* Your task:
Repeat the items verbatim, from where they begin through the line that holds "<point>337,261</point>", including that line. Omit the pictures.

* Listed records:
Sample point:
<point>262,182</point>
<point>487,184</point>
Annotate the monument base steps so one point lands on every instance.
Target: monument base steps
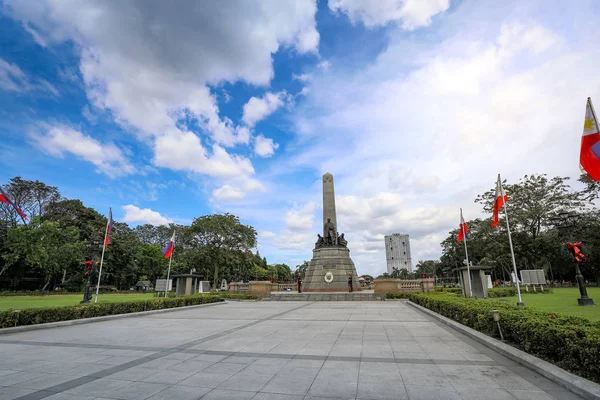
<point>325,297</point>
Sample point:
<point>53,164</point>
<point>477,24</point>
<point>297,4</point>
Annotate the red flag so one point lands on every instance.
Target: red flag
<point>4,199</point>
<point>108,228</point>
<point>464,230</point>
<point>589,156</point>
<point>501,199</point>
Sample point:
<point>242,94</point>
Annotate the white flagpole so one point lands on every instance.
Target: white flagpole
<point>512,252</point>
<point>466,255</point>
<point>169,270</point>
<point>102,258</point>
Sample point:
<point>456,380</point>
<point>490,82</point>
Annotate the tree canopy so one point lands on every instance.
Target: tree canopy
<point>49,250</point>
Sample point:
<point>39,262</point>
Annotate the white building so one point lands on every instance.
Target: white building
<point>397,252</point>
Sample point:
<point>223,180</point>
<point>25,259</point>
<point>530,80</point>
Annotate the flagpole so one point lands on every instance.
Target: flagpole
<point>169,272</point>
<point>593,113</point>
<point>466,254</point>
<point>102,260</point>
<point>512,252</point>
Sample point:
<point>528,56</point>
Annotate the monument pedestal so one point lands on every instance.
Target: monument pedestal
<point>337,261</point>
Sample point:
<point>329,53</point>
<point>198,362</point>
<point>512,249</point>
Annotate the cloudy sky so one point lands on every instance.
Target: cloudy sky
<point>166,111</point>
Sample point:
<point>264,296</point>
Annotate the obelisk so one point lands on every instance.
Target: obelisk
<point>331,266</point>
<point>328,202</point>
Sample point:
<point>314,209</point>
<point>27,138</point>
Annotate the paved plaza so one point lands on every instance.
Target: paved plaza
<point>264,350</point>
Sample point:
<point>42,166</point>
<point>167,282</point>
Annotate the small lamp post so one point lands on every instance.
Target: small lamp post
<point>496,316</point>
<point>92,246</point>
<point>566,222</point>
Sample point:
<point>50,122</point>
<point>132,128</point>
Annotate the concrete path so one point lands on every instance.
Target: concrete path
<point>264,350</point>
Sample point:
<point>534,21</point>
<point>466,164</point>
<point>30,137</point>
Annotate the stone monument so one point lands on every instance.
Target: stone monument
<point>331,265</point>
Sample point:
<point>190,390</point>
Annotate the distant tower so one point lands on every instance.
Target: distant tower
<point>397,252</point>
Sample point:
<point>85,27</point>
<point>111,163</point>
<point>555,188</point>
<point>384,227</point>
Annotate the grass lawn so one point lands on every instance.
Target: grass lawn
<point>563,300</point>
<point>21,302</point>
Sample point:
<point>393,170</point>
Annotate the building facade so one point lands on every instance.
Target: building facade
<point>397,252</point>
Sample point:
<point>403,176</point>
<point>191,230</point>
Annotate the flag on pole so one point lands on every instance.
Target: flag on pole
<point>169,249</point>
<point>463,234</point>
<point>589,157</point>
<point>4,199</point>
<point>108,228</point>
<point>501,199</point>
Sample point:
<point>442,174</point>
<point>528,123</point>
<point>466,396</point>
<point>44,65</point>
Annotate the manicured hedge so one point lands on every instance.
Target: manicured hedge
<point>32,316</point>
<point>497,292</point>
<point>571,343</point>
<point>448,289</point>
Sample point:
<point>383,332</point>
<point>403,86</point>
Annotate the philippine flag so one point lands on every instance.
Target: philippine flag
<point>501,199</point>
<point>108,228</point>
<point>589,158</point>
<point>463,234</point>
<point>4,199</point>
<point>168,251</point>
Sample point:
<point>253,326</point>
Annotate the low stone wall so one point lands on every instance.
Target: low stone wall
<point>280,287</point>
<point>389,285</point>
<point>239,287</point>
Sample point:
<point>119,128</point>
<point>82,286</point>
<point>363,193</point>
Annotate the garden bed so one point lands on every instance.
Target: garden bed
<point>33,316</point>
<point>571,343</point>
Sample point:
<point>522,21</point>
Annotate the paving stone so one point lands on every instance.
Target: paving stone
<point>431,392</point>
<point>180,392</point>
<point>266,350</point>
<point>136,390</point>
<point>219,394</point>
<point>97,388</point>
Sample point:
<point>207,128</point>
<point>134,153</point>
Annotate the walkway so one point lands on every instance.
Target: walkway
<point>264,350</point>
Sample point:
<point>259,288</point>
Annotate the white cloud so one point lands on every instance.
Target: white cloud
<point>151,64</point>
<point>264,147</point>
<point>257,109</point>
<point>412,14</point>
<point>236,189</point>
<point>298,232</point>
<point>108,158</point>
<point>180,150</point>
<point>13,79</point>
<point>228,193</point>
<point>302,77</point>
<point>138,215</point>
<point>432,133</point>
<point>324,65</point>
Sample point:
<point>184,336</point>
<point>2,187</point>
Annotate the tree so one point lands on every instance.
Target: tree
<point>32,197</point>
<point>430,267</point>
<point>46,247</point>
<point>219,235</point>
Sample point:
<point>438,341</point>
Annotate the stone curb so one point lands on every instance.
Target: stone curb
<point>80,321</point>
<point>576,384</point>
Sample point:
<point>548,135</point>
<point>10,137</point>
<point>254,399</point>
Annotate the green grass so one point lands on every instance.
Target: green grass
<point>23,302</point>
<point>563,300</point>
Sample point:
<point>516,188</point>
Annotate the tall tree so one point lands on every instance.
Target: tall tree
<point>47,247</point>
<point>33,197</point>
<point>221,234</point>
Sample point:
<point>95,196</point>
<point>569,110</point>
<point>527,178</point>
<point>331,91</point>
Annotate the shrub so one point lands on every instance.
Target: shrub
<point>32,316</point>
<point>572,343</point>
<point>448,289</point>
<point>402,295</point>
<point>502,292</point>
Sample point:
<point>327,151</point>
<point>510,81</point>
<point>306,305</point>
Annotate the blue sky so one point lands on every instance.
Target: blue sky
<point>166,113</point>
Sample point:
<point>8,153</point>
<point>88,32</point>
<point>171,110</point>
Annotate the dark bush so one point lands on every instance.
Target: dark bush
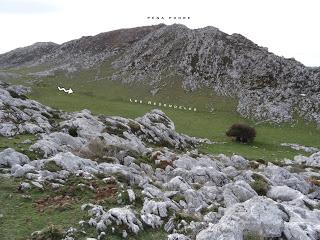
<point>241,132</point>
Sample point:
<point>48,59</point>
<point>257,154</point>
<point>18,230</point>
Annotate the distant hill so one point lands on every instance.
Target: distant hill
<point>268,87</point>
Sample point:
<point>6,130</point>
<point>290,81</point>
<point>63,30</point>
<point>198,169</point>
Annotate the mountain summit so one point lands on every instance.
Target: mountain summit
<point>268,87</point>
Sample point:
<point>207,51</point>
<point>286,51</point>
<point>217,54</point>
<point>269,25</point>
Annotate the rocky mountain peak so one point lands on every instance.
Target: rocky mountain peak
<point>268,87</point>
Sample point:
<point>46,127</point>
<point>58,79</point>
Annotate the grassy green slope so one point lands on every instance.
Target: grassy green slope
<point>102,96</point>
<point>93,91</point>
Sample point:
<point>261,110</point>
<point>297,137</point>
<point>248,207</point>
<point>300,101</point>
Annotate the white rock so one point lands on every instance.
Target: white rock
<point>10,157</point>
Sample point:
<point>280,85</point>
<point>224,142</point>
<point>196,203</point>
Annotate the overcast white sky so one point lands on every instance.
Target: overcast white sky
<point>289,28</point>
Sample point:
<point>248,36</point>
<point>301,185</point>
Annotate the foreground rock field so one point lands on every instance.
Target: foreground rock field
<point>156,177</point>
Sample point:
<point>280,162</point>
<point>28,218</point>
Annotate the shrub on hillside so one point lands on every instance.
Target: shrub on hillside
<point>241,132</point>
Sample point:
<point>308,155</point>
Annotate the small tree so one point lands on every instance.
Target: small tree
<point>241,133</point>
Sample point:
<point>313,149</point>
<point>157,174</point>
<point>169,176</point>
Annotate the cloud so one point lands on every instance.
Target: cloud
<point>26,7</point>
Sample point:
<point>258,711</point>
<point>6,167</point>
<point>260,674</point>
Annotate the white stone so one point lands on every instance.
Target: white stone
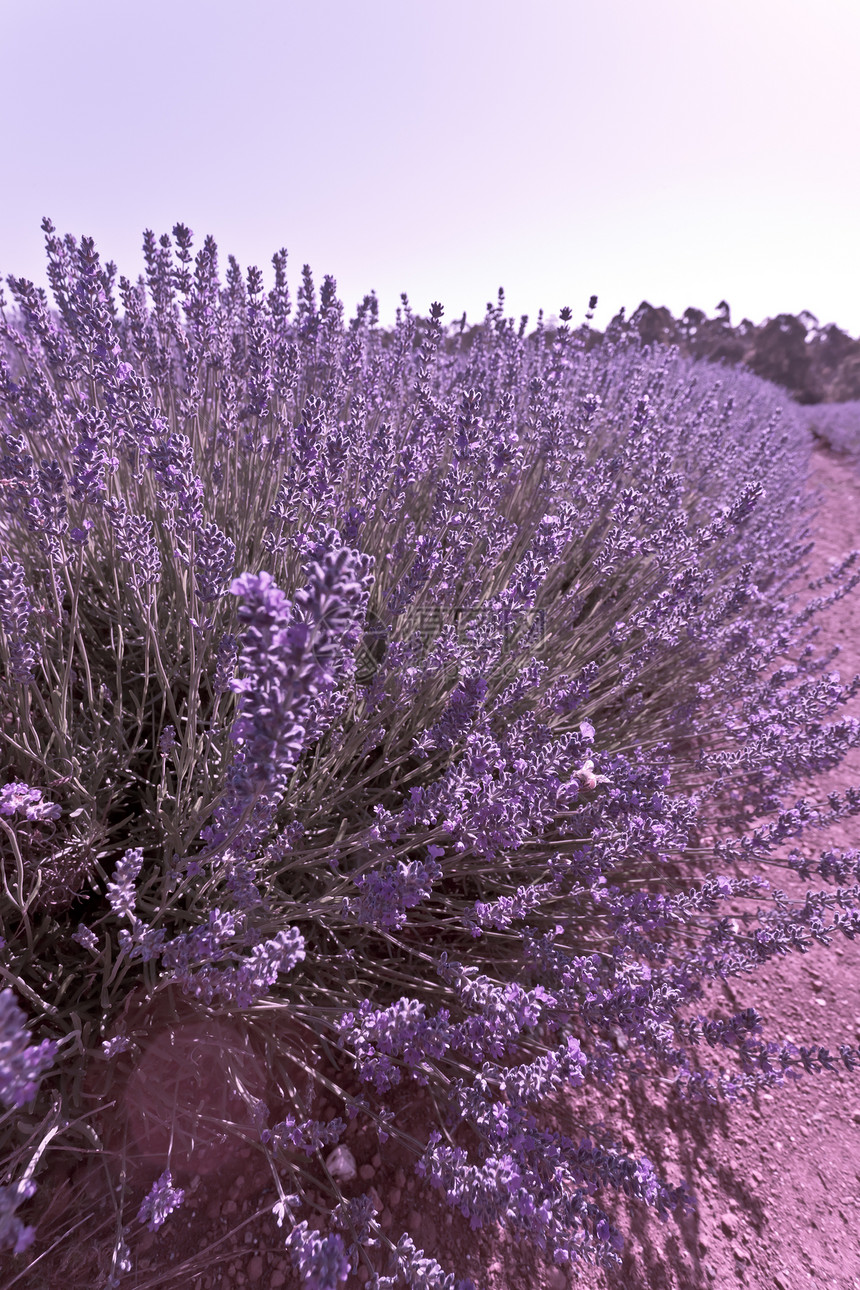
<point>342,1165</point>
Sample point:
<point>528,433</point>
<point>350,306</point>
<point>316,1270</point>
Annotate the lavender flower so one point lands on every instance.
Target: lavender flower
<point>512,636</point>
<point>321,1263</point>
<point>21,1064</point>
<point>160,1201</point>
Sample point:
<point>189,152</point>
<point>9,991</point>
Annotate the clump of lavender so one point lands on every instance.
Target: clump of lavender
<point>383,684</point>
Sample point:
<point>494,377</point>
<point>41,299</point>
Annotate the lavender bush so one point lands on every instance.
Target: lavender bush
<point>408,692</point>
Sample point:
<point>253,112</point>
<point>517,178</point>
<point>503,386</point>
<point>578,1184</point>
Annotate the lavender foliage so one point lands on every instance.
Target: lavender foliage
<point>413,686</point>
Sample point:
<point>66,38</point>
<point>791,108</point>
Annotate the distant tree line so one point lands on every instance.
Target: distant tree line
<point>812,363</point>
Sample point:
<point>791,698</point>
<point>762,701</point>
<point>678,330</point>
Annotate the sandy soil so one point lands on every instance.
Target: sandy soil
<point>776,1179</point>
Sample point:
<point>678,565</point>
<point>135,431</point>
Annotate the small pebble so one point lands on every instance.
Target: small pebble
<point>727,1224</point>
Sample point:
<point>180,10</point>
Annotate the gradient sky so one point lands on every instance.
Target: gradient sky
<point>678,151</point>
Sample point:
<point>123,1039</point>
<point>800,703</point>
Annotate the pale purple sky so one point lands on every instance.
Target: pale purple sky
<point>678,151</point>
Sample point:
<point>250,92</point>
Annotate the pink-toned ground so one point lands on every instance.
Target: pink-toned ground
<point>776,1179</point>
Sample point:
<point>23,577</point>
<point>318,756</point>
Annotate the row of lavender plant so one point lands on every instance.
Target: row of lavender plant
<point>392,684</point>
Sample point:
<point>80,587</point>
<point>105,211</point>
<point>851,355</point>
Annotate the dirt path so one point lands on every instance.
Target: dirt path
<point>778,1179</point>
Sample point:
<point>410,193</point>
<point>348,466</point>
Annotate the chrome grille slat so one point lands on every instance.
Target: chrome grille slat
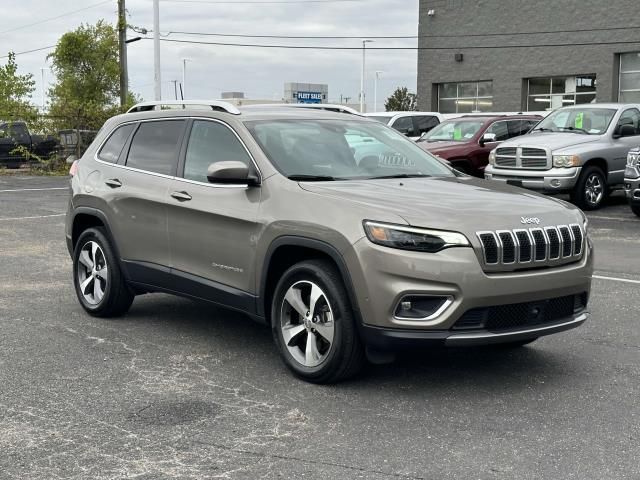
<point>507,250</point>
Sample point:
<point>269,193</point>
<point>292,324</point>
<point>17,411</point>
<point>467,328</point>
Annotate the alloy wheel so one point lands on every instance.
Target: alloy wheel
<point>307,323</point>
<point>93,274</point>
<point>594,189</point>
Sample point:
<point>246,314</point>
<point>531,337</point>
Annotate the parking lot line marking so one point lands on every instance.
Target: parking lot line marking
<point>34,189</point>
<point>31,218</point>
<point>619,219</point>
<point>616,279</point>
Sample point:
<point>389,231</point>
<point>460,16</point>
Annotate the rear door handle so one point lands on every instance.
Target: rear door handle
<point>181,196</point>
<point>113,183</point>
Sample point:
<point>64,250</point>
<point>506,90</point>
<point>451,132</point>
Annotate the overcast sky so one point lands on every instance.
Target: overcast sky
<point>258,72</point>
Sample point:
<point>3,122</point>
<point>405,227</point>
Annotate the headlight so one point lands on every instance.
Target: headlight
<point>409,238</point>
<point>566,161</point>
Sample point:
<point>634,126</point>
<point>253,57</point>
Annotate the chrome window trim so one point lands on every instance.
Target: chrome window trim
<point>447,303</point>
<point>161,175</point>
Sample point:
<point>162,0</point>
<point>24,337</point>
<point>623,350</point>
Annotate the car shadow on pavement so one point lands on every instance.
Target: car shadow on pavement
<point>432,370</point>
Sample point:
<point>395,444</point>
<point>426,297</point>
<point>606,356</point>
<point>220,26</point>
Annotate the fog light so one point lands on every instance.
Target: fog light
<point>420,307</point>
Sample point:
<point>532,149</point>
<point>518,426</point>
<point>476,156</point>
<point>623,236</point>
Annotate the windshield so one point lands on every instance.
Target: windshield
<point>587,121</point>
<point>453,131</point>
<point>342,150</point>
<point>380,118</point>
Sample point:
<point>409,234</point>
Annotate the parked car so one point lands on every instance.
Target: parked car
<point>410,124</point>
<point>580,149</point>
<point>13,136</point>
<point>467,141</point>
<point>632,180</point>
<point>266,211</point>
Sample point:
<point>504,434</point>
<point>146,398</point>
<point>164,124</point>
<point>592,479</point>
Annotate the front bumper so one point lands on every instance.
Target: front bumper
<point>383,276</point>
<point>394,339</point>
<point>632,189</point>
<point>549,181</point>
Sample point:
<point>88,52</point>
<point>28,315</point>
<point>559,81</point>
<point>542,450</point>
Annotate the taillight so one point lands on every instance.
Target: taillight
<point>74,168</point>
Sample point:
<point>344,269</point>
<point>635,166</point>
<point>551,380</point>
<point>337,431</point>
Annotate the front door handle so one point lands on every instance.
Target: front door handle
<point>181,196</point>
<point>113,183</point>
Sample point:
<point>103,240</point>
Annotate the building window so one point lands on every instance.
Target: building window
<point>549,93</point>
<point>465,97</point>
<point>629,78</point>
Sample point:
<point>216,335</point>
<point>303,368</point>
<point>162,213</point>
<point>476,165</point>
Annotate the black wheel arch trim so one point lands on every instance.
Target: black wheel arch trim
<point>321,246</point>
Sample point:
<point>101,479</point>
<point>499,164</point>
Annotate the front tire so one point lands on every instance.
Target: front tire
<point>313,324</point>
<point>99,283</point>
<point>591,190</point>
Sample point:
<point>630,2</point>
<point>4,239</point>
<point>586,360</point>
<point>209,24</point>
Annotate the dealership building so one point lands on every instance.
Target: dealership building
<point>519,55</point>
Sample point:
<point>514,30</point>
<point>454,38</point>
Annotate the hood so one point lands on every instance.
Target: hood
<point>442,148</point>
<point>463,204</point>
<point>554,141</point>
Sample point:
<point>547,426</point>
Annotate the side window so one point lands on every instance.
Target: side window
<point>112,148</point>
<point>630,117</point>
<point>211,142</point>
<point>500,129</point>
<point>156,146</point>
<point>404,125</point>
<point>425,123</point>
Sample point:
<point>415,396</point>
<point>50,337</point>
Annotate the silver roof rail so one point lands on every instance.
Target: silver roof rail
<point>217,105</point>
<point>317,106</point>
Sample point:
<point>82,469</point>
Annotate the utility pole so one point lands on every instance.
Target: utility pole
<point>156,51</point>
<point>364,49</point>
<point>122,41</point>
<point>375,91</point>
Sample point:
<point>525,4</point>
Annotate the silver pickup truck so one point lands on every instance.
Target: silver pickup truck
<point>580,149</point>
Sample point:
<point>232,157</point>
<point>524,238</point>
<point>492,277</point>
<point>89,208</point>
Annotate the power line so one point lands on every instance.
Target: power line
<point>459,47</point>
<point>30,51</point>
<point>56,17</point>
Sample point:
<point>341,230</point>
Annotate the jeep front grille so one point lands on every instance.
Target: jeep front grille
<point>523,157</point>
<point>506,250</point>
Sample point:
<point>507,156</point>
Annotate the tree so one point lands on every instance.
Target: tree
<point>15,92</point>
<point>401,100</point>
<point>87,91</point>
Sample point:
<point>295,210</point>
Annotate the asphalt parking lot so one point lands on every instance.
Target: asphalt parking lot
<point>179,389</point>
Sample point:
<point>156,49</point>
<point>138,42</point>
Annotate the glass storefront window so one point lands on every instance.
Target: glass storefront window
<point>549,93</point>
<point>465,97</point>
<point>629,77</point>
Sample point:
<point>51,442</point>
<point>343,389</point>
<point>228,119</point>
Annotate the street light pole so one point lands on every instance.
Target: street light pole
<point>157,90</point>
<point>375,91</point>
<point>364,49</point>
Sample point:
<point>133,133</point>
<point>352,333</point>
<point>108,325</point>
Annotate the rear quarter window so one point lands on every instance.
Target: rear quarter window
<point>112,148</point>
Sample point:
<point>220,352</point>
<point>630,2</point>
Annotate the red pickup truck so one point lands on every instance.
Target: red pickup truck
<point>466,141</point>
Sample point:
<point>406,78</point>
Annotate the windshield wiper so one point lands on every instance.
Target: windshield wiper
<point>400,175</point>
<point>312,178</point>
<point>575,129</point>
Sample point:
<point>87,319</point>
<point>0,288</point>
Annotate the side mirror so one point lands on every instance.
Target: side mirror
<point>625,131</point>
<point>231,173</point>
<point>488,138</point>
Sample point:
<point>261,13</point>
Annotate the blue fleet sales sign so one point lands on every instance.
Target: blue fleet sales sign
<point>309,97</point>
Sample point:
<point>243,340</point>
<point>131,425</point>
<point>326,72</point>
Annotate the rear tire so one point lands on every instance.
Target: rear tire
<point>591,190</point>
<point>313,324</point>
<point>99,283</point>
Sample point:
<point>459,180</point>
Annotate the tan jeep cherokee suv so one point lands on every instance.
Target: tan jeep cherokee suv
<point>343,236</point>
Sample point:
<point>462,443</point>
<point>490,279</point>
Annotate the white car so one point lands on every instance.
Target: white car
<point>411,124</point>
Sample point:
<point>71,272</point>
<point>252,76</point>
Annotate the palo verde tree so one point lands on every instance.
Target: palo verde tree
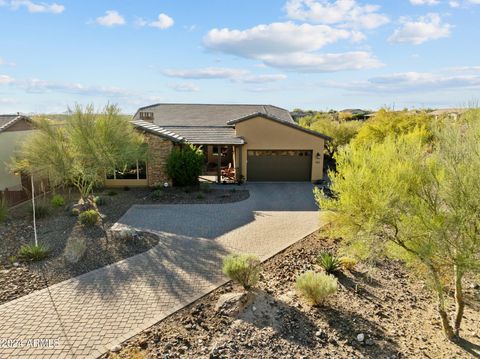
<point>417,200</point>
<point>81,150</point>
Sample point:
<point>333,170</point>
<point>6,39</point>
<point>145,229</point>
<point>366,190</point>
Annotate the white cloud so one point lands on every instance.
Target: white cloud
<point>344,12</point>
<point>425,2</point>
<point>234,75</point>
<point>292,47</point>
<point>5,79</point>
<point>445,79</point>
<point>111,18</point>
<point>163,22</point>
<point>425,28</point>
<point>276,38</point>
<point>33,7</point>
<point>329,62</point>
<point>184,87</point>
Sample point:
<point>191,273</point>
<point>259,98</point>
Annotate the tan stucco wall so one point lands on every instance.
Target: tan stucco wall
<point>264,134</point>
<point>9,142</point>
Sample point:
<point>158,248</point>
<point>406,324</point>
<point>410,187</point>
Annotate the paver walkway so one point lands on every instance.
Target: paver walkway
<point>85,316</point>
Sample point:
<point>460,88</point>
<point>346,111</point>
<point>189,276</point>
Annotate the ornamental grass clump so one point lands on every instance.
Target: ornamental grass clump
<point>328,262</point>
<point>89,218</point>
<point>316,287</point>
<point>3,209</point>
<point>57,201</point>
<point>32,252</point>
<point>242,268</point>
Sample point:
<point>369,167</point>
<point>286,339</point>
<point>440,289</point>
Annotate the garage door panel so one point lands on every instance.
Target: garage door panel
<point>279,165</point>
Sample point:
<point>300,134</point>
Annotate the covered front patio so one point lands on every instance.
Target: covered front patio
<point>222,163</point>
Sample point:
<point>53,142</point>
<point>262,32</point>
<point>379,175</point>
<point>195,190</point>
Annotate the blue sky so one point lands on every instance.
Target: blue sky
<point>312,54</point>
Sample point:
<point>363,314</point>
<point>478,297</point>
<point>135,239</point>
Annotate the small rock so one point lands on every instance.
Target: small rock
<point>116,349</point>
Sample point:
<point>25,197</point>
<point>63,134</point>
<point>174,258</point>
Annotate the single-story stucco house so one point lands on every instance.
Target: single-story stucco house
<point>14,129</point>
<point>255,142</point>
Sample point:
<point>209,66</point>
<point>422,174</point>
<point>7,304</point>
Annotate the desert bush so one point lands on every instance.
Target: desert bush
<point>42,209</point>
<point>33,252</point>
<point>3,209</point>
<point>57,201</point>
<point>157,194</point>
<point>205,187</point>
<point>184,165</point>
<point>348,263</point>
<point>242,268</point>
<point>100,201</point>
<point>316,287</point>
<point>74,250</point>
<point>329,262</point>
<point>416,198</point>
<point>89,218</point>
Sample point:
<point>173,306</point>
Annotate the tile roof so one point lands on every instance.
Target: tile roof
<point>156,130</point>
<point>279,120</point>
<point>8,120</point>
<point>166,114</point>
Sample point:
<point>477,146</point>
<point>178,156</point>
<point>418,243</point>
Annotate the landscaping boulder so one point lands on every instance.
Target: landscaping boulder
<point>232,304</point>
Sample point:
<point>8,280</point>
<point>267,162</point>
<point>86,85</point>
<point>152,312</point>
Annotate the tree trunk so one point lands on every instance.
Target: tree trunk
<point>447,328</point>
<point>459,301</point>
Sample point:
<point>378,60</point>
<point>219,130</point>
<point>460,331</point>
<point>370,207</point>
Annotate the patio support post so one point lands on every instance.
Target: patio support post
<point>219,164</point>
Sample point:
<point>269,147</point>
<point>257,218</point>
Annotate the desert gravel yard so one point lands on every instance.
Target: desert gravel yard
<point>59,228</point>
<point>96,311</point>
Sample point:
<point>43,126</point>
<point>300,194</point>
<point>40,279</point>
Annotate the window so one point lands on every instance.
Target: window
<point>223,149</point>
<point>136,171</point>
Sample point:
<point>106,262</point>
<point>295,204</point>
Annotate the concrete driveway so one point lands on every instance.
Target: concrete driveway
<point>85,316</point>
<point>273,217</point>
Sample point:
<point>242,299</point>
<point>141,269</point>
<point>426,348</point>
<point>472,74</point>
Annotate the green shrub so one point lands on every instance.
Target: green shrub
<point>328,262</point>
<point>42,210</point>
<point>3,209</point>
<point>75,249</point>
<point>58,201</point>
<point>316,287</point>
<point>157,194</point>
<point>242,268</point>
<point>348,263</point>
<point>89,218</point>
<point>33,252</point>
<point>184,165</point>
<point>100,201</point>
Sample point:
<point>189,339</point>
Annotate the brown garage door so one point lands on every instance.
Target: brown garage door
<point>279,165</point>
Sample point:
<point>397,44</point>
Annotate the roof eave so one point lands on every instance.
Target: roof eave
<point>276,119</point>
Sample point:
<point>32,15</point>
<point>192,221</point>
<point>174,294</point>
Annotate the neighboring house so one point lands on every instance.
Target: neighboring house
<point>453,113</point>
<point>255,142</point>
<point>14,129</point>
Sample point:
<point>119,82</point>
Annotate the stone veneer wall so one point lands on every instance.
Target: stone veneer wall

* Task answer:
Sample point:
<point>262,182</point>
<point>487,184</point>
Annotate the monument base steps so one point lands on every instance.
Target: monument base steps
<point>325,297</point>
Sample point:
<point>53,164</point>
<point>477,24</point>
<point>297,4</point>
Annotate the red flag so one point lands on every instance.
Target: red flag
<point>4,199</point>
<point>108,228</point>
<point>464,230</point>
<point>589,156</point>
<point>501,199</point>
Sample point:
<point>242,94</point>
Annotate the white flagpole so one point lands on every instance.
Target: white flagpole
<point>512,252</point>
<point>466,255</point>
<point>169,270</point>
<point>102,258</point>
Sample point:
<point>456,380</point>
<point>490,82</point>
Annotate the tree canopy so one point lands on every instance.
Target: tree canopy
<point>49,250</point>
Sample point:
<point>39,262</point>
Annotate the white building so one point lands on every instance.
Target: white building
<point>397,252</point>
Sample point:
<point>223,180</point>
<point>25,259</point>
<point>530,80</point>
Annotate the flagpole so one point lands on every instance.
Target: flagpole
<point>169,272</point>
<point>593,113</point>
<point>466,254</point>
<point>102,260</point>
<point>512,252</point>
Sample point:
<point>528,56</point>
Annotate the monument pedestal so one point lands on every instance.
Target: monument pedestal
<point>337,261</point>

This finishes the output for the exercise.